* _What is being asked_:
Copy the lines of the material below word for word, from the line that contains "[pin] dog's head" through the end of the material, including both ends. Leave the pictures out of your copy.
>> start Given data
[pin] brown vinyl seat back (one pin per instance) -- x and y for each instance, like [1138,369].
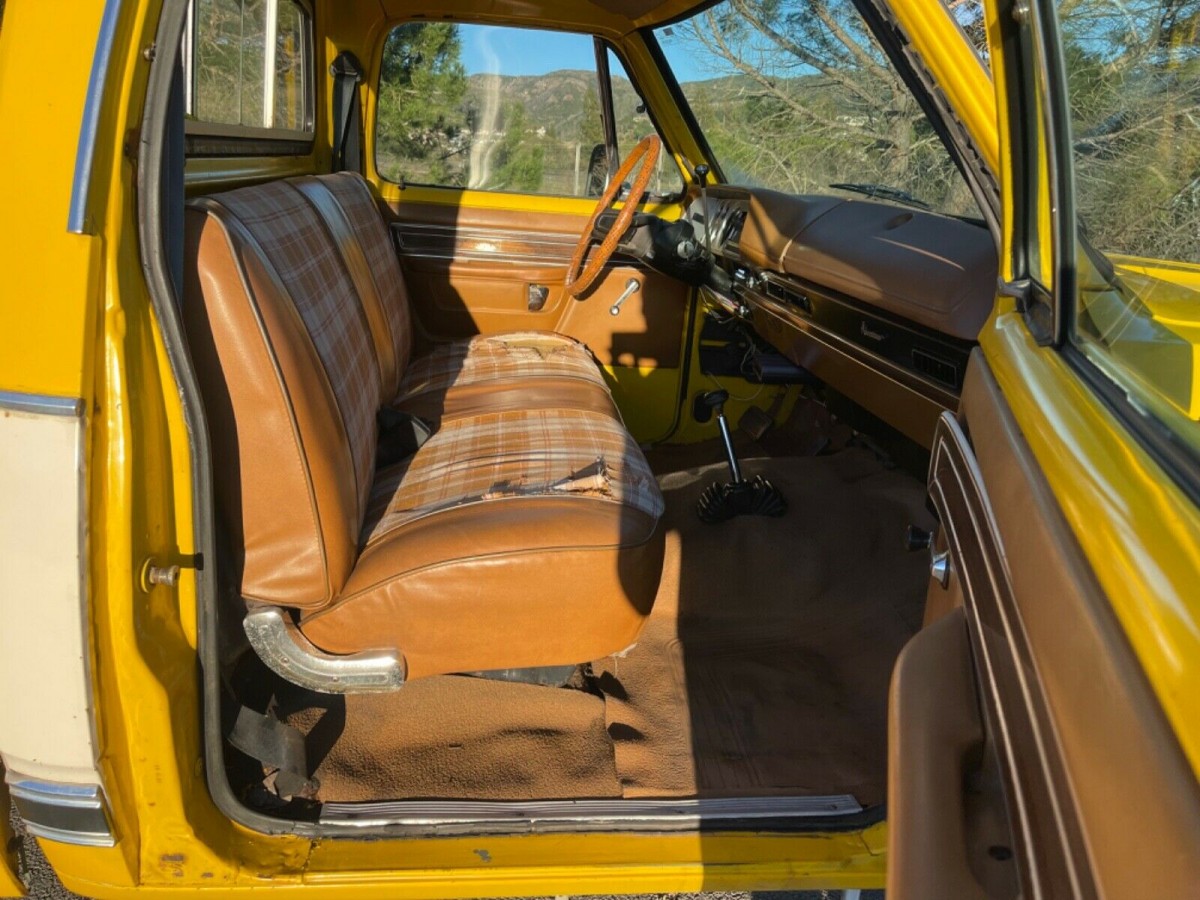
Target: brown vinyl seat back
[292,379]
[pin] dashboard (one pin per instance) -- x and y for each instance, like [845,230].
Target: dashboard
[881,303]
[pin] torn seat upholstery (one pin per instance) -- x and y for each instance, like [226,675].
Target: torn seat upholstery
[523,532]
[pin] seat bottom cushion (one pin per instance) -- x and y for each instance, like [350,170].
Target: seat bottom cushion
[514,539]
[491,373]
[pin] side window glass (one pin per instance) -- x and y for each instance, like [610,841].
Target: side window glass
[1133,75]
[799,97]
[249,66]
[490,108]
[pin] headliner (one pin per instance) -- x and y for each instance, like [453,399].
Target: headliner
[618,16]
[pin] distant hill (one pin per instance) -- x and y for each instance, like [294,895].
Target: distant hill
[557,100]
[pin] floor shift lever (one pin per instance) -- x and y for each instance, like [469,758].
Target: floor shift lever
[756,497]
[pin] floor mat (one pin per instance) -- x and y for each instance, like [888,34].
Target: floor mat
[455,737]
[765,666]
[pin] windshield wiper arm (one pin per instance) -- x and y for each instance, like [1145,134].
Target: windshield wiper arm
[883,192]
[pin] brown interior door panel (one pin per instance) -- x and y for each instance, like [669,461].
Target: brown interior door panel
[1097,795]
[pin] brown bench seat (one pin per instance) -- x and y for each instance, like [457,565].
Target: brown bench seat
[522,533]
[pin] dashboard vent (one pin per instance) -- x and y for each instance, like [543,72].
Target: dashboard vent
[778,292]
[733,229]
[936,369]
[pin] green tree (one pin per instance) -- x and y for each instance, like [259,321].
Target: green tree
[424,124]
[803,96]
[519,161]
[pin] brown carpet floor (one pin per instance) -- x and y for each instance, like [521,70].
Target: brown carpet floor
[763,669]
[765,666]
[455,737]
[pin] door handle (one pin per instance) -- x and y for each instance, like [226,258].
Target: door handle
[631,287]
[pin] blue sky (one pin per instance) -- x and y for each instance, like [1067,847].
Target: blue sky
[521,52]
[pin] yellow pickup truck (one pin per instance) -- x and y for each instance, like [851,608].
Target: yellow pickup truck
[526,448]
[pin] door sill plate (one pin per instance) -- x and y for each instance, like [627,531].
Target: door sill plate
[581,815]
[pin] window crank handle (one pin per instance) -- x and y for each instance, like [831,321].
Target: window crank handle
[631,287]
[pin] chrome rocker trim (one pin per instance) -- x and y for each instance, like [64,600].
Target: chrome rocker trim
[69,814]
[291,655]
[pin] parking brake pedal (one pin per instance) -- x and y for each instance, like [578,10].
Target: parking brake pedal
[738,497]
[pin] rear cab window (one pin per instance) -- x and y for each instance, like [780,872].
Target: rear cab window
[249,77]
[497,108]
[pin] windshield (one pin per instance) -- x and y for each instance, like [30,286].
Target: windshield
[797,96]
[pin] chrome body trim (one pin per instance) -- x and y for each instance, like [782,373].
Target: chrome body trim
[591,815]
[69,814]
[85,151]
[40,403]
[291,655]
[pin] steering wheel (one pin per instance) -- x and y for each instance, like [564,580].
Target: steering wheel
[579,276]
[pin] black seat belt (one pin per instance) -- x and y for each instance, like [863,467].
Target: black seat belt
[347,73]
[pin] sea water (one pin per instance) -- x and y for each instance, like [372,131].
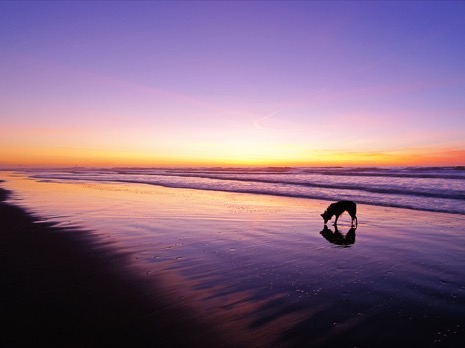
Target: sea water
[262,264]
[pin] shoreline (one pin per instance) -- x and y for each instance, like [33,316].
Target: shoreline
[259,268]
[64,289]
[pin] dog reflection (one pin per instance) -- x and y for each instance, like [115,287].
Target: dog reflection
[337,237]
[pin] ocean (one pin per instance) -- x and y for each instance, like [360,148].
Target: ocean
[437,189]
[248,249]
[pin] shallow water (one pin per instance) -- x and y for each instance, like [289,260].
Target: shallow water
[439,189]
[260,265]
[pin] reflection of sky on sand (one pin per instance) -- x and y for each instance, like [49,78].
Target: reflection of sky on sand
[260,265]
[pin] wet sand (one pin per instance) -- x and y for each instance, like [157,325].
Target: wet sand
[263,269]
[65,289]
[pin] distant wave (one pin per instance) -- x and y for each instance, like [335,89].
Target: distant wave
[439,189]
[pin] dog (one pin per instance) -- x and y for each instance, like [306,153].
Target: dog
[338,208]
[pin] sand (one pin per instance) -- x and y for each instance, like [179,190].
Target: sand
[62,289]
[123,264]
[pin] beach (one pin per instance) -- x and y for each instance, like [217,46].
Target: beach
[131,264]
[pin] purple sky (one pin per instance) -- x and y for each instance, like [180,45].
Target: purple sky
[233,82]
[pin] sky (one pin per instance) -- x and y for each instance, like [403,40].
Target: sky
[231,83]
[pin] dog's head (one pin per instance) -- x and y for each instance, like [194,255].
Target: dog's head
[326,216]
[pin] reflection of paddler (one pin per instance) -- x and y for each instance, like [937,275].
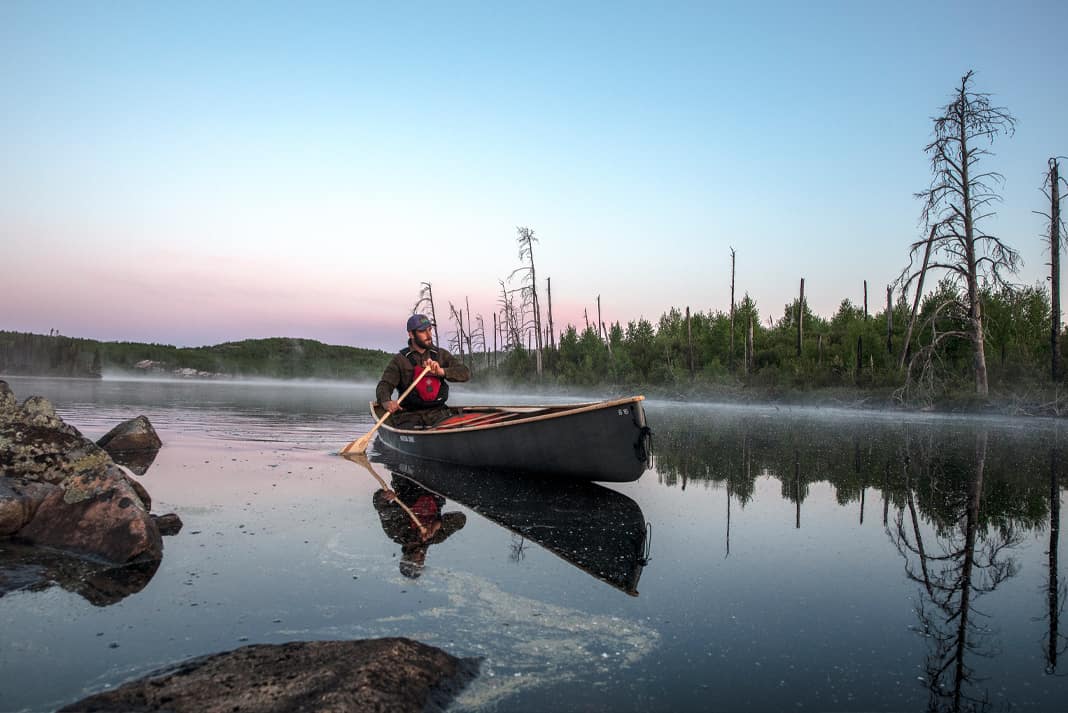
>> end Given data
* _Exercise answer_:
[pin] dog's head (one pin per instance) -- x and y for each instance, like [194,255].
Target: dog's head
[326,216]
[pin] reflection of paddler (one pin per instance) -- x and y for each instance, like [937,275].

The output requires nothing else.